- READING PASSAGE -
↓↓↓

Underpinning my work are ideas about life, death, decay and belief.
Broadly, my work is concerned with the discussion of ideas which seem unresolved, the puzzling way we live and the differences between "now" and "then."
Much of my material comes from close observation of my living space and garden.
Nature mirrors our human actions and times.
I combine a matrix of interchangeable but specific data, which may contain archival material, images and text.
I produce printmaking, artist books, construction, photography and paint, depending on the relevance of those media. I have been interweaving strands of collaboration, investigation, installation and publication. In this way the installations feed the books and vice versa.

My work always feels provisional which is why a set or series of pieces is more interesting than a single item. A narrative is a way of opening a discussion with an audience.

2016 saw an Installation with an artist talk, at The Leeds Library, 18 Commercial Street, Leeds.
The library, which was founded in 1768, contains a wealth of unique information.

↑↑↑

- TASK LIST -
• 1. Which media does the artist statement say the artist produces?
• 2. Write out the part of the artist statement that opens with the words "Underpinning my work" and closes with "and vice versa.", switching "garden" to "allotment".
• 3. In what year was The Leeds Library founded, according to the artist statement?

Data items
↓↓↓

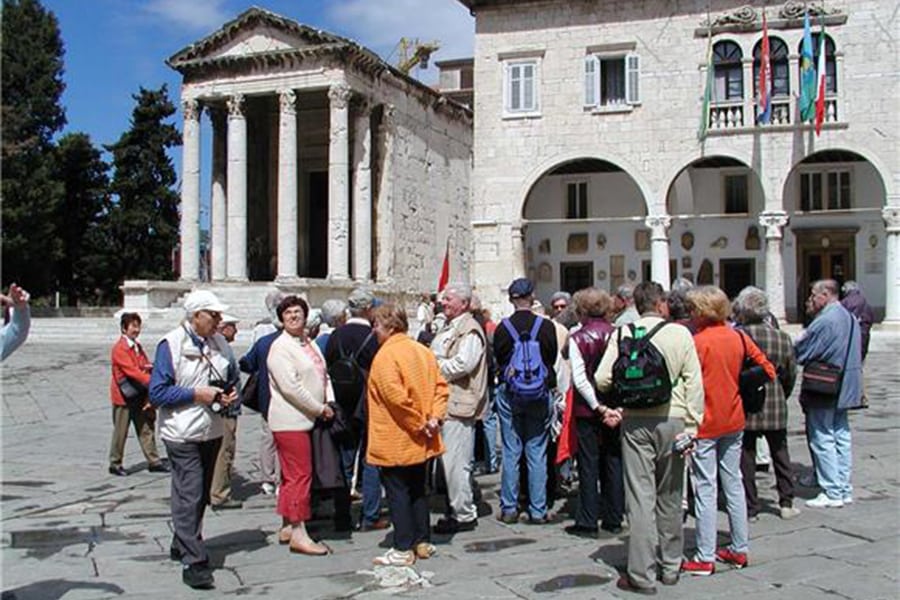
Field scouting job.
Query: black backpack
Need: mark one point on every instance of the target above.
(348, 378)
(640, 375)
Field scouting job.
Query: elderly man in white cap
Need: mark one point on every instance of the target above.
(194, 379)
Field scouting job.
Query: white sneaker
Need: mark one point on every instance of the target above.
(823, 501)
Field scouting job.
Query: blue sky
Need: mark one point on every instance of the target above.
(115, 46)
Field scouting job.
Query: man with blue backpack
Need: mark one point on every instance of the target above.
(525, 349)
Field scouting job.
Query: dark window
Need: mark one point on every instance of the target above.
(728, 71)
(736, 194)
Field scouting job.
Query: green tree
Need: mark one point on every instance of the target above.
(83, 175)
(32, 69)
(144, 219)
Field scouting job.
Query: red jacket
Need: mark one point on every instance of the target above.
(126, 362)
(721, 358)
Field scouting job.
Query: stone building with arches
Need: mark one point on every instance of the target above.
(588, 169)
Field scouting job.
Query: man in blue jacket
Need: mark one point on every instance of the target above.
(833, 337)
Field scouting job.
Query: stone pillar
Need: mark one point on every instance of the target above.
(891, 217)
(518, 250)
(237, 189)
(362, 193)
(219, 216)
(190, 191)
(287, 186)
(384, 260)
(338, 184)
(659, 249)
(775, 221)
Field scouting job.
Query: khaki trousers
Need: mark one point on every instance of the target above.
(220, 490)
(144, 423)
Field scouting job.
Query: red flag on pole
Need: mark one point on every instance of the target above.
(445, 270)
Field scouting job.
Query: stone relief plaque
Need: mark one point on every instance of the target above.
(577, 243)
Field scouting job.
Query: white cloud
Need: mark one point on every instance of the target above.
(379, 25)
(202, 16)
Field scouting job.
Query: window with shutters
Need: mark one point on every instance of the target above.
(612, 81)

↑↑↑
↓↓↓

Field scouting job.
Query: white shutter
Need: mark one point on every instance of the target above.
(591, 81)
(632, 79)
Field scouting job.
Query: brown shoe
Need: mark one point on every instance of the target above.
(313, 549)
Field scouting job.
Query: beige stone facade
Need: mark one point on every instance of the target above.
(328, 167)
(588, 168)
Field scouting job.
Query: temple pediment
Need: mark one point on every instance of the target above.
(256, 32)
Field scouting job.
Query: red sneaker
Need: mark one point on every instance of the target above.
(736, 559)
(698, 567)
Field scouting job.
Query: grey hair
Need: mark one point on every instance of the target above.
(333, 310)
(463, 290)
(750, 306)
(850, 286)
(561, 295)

↑↑↑

- SOLUTIONS FOR EACH TASK -
• 1. Printmaking, artist books, construction, photography and paint.

• 2.
Underpinning my work are ideas about life, death, decay and belief.
Broadly, my work is concerned with the discussion of ideas which seem unresolved, the puzzling way we live and the differences between "now" and "then."
Much of my material comes from close observation of my living space and allotment.
Nature mirrors our human actions and times.
I combine a matrix of interchangeable but specific data, which may contain archival material, images and text.
I produce printmaking, artist books, construction, photography and paint, depending on the relevance of those media. I have been interweaving strands of collaboration, investigation, installation and publication. In this way the installations feed the books and vice versa.

• 3. 1768.